* MATERIAL FOR THE TASK
>>>>>

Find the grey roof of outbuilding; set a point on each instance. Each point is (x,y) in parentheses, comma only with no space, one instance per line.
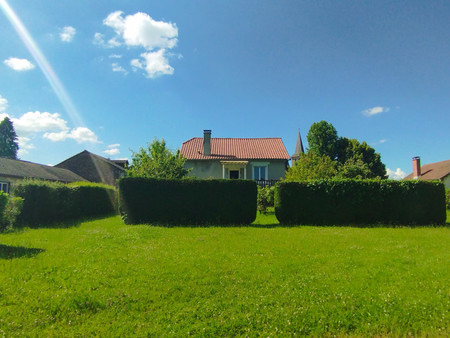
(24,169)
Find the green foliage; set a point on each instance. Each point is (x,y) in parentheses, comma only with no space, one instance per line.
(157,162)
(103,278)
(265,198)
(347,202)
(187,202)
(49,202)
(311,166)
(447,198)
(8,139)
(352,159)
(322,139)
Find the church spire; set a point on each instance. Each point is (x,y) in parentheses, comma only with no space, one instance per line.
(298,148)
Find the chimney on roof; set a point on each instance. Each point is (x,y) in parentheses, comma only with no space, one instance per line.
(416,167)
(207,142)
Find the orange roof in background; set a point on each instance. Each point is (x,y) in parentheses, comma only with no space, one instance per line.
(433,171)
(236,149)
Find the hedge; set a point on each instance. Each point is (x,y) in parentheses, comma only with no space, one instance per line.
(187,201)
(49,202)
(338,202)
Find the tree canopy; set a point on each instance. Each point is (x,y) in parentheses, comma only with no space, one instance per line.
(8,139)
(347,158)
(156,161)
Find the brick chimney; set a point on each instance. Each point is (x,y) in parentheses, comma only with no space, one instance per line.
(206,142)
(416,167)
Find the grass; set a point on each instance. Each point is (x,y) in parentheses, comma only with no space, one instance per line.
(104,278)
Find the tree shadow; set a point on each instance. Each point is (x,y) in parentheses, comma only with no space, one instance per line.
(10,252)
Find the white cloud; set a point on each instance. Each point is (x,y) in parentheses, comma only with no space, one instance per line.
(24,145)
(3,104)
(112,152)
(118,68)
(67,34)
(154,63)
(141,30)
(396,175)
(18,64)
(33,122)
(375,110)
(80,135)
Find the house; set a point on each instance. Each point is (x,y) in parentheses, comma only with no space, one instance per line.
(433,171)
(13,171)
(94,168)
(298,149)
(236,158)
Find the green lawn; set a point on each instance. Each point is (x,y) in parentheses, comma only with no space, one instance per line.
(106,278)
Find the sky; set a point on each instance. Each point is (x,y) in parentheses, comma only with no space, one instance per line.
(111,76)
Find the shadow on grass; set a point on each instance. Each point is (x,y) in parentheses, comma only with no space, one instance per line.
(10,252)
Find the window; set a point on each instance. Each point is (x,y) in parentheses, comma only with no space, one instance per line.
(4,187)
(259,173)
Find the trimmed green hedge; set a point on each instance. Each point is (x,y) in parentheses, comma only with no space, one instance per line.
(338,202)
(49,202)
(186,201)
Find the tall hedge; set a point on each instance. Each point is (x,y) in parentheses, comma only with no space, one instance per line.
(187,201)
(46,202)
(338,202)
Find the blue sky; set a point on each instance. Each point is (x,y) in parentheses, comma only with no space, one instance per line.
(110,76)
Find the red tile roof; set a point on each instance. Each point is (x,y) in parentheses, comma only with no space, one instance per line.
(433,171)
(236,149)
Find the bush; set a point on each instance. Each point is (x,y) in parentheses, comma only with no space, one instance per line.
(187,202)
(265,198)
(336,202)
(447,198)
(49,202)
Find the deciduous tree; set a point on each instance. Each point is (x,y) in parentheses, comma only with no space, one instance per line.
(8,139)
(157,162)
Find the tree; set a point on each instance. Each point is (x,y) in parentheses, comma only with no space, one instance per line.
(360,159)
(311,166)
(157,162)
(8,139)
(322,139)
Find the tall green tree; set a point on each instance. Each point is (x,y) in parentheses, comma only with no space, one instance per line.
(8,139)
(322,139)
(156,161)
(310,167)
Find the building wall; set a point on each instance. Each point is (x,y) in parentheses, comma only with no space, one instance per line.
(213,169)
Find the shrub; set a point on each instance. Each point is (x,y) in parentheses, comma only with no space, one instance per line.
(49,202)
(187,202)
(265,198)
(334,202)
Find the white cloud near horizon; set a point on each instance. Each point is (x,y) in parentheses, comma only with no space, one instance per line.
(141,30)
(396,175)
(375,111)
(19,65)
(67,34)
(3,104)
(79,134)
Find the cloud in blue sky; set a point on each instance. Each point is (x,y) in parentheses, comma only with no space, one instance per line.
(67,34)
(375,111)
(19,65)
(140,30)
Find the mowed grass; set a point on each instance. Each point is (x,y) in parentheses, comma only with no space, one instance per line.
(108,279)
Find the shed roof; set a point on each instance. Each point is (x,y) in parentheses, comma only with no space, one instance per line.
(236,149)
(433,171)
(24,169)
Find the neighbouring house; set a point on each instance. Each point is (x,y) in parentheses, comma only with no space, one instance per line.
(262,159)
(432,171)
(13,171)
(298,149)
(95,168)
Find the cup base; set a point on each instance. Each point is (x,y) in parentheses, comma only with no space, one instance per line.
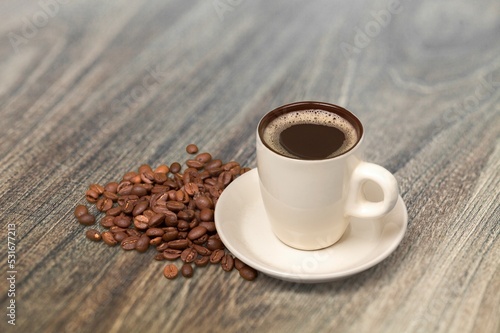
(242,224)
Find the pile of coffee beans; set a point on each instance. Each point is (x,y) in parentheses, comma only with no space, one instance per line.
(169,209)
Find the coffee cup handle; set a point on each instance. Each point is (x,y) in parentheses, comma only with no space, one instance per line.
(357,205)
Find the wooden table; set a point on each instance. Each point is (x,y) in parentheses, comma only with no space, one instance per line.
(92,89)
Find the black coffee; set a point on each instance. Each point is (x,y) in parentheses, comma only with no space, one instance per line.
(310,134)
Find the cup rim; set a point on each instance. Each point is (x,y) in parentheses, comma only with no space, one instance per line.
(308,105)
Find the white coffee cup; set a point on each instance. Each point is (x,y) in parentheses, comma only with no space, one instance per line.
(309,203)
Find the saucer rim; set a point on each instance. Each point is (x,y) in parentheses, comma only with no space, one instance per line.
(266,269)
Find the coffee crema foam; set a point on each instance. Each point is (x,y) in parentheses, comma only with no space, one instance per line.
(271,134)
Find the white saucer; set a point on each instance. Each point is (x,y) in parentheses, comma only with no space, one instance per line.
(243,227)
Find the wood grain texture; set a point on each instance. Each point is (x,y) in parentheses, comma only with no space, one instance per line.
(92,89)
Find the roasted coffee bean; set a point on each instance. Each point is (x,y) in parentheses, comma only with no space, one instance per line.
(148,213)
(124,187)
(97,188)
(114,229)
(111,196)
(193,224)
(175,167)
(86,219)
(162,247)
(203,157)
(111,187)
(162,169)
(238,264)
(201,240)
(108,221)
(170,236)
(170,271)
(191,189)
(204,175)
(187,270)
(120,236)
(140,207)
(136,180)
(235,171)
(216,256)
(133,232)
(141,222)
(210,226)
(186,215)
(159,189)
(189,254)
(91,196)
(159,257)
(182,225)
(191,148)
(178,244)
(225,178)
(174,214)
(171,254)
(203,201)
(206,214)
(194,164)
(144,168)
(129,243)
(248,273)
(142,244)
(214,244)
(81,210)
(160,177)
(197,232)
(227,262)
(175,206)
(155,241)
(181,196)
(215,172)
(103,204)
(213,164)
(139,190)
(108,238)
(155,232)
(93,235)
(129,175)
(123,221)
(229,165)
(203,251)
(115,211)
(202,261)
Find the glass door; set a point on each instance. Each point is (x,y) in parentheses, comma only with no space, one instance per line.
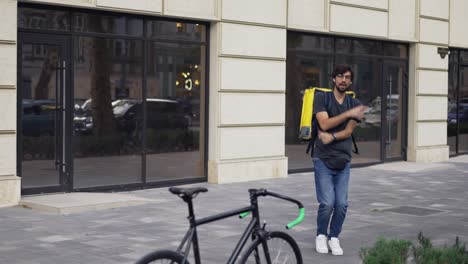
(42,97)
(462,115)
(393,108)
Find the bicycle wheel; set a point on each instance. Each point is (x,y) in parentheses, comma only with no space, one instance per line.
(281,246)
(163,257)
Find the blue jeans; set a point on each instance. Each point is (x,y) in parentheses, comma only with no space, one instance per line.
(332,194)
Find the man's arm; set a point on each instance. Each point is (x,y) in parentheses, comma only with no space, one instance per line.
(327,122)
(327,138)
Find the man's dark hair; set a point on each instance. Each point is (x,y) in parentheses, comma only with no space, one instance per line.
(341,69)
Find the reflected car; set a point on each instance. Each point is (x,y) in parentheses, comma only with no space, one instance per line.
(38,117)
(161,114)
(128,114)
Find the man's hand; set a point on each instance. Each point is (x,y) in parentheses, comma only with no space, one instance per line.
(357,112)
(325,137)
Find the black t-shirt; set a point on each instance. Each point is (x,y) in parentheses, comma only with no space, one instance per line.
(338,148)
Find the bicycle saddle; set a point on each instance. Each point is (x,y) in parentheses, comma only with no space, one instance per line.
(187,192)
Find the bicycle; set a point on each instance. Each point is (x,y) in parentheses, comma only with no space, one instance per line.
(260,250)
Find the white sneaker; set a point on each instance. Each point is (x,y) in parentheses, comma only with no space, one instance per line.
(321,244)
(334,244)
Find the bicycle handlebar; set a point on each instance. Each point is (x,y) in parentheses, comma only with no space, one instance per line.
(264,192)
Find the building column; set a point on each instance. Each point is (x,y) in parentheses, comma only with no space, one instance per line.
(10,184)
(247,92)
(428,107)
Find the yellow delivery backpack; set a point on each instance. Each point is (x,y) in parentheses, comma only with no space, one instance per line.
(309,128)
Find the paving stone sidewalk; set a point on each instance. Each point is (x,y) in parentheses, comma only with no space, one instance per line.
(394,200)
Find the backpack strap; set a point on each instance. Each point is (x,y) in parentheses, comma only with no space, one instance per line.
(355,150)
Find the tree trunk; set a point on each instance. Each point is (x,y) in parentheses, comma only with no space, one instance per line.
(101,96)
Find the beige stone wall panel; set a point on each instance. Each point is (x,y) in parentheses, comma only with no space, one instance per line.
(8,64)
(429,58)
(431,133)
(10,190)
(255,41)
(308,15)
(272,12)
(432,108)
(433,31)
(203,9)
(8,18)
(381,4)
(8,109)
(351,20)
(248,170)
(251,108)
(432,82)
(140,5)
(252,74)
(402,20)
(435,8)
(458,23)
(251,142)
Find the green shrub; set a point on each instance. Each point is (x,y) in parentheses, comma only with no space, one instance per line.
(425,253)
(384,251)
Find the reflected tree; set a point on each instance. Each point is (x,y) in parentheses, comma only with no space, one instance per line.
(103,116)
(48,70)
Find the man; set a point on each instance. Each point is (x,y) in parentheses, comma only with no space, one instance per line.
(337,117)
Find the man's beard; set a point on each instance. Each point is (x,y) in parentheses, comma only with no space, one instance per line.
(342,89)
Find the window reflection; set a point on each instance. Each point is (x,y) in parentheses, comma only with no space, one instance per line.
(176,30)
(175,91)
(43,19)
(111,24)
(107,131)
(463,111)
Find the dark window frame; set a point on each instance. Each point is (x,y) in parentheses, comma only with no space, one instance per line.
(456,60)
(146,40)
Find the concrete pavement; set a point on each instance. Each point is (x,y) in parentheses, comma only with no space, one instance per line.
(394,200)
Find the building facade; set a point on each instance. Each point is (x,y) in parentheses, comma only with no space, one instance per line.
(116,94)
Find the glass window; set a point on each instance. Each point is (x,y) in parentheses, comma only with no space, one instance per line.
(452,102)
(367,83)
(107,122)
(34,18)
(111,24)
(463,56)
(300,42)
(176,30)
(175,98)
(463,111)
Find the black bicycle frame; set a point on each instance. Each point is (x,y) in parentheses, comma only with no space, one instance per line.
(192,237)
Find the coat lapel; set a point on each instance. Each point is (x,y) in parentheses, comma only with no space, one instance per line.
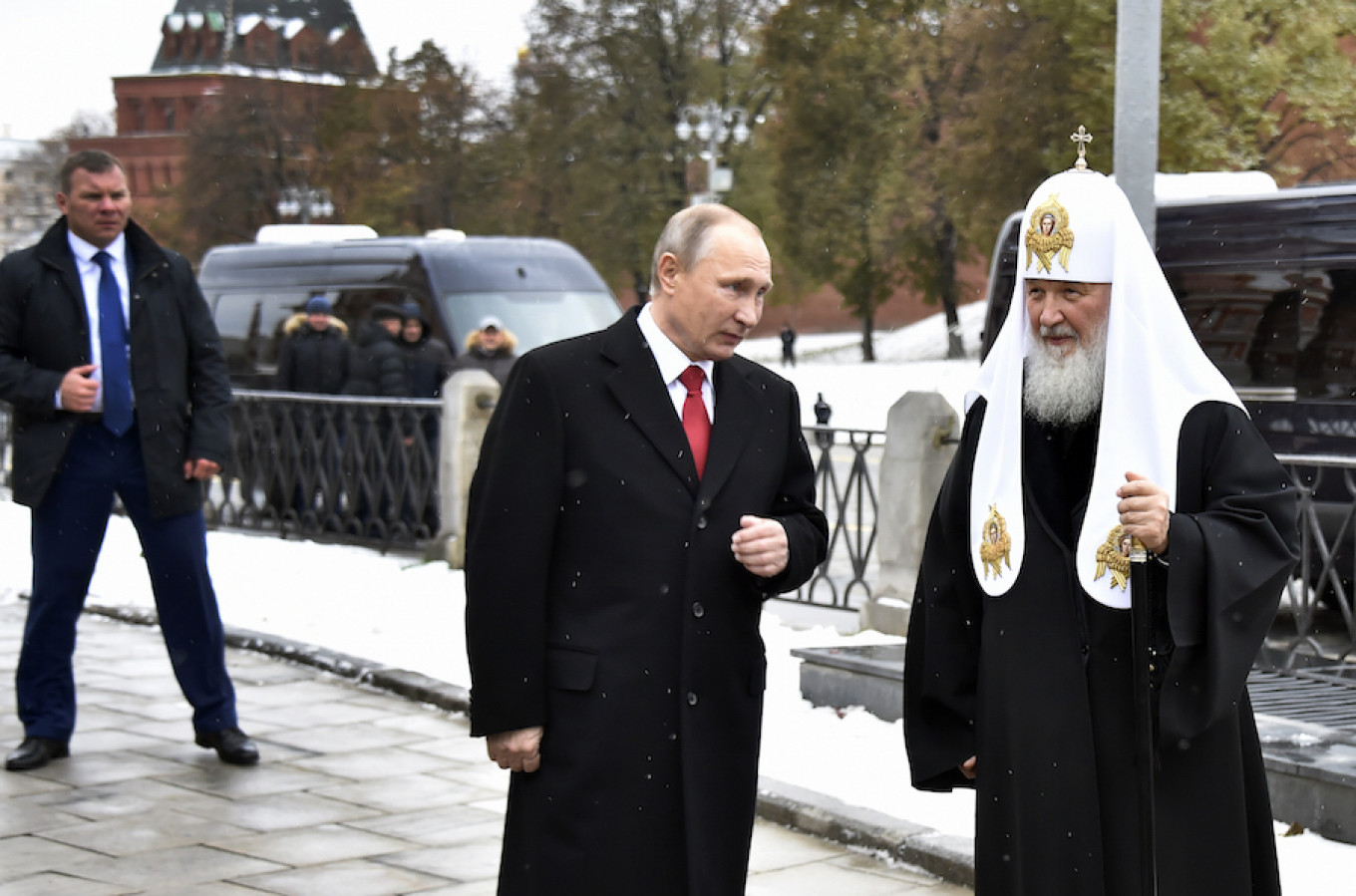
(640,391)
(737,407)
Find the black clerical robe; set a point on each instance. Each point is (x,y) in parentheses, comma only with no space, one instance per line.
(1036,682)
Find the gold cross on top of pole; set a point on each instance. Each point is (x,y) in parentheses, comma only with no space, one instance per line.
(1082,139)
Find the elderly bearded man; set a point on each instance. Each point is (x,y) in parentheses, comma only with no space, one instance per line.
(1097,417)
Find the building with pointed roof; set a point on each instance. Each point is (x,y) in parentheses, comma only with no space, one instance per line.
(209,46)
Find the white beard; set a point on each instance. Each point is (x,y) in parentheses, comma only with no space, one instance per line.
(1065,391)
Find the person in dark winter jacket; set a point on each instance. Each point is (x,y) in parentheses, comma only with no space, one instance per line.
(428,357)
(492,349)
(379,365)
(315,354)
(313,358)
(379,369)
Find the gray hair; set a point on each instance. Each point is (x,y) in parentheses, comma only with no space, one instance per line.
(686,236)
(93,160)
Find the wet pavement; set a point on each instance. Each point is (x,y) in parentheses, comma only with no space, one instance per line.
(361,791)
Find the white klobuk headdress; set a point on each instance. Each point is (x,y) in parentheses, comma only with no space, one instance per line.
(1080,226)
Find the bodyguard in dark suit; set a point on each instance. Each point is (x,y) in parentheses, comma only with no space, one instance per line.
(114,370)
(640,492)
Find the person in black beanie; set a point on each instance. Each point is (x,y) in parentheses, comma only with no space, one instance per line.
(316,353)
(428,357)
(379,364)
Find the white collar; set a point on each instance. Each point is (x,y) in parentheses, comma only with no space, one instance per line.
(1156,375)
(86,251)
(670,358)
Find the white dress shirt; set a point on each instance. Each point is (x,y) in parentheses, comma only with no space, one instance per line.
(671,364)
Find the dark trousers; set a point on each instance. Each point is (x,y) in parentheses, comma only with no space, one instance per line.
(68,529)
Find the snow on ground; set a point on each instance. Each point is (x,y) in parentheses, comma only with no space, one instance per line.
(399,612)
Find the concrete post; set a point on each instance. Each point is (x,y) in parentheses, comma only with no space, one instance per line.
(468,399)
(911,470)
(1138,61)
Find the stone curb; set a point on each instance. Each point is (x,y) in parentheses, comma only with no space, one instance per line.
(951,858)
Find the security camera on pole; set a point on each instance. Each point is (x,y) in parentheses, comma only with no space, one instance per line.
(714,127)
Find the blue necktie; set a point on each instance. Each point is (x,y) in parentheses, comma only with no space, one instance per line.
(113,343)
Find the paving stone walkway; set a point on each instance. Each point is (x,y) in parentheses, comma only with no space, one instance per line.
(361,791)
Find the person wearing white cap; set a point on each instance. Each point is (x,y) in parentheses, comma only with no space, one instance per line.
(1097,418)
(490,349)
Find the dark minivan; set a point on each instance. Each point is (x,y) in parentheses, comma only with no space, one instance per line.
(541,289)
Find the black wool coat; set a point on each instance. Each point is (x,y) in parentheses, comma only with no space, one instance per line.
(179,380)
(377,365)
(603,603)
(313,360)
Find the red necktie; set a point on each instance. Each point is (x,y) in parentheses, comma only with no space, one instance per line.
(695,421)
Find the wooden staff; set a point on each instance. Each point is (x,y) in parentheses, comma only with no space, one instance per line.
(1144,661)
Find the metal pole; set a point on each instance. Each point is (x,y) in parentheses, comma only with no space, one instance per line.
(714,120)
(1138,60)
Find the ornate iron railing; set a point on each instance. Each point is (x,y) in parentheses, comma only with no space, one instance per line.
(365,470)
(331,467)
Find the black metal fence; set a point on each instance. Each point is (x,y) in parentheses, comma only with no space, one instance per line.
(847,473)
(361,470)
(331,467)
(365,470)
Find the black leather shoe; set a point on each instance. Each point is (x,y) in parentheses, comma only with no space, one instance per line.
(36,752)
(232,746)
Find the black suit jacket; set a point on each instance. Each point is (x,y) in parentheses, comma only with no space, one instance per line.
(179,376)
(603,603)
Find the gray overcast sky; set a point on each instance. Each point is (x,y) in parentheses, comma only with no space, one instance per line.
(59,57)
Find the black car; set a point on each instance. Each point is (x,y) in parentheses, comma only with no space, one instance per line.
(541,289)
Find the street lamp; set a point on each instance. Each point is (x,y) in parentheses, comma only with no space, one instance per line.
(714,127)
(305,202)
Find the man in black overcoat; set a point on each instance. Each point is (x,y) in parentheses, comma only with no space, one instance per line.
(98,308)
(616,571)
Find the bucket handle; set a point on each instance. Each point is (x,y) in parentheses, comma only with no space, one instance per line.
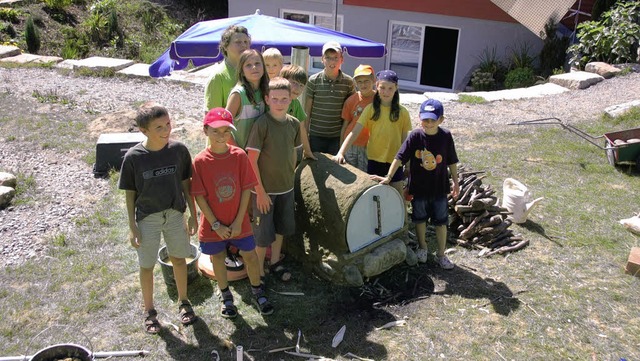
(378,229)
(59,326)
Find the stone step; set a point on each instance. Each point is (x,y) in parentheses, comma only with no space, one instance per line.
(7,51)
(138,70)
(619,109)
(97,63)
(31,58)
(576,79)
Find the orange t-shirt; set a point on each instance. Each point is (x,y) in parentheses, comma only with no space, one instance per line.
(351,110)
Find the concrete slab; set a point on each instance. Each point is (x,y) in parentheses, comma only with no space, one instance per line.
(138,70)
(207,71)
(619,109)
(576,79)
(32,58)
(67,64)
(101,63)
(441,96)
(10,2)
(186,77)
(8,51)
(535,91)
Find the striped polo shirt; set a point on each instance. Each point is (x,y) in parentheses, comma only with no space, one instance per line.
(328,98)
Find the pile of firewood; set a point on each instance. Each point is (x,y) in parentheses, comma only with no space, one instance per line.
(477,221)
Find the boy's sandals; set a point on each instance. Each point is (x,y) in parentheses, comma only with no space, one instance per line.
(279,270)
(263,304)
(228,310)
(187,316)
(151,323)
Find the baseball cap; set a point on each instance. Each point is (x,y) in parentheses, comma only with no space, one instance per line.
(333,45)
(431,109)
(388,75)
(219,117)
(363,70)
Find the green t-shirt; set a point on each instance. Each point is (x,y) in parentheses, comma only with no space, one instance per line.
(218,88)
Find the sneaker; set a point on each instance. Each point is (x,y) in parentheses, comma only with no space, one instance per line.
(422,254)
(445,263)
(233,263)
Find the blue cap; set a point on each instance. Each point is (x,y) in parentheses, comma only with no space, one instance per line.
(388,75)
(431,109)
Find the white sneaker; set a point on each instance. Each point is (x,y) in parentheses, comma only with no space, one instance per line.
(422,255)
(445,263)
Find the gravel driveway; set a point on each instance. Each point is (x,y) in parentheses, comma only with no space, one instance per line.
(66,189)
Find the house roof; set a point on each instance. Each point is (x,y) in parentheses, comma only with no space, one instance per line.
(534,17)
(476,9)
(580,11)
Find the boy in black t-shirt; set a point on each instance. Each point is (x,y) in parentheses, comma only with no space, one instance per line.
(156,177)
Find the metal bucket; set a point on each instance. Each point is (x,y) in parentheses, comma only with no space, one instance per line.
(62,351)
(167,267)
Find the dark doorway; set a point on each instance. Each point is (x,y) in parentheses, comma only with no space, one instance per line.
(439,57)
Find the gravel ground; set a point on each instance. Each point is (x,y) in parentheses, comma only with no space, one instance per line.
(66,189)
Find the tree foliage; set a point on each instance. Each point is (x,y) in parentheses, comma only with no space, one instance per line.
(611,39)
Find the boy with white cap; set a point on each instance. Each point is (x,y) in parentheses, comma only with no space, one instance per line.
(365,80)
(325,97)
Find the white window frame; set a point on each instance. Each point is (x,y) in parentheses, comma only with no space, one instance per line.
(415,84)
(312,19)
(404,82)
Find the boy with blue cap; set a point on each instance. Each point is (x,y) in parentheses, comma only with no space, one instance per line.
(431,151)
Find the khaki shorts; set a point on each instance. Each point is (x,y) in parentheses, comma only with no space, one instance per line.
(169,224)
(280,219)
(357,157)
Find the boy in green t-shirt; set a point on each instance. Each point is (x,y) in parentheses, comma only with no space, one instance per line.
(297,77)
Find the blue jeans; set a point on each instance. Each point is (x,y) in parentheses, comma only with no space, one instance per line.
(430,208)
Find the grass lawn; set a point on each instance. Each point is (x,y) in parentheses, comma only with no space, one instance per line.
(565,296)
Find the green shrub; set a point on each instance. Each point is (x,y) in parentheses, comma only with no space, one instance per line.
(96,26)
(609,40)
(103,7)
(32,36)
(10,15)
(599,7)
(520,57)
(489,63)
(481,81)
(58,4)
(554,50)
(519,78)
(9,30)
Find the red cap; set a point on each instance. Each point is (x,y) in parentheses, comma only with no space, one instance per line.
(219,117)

<<<<<

* THE TASK
The exact lines from the one containing "Find the grass lawn;" through the end of the listing above are the expected output; include nothing else.

* RESULT BELOW
Find the grass lawn; set a point on each instance. Each point is (x,y) in parentheses, comma only with no space, one instance per line.
(565,296)
Find the green shrub; set a point on each instance. Each point is (x,y) in parentheses, comma only with no space, one instance per line.
(96,26)
(609,40)
(103,7)
(32,36)
(10,15)
(599,7)
(520,57)
(489,63)
(481,81)
(58,4)
(554,50)
(519,78)
(9,30)
Find the red cap; set a point on each instance. Each point is (x,y) in parentheses, comma only with no space, one instance per line.
(219,117)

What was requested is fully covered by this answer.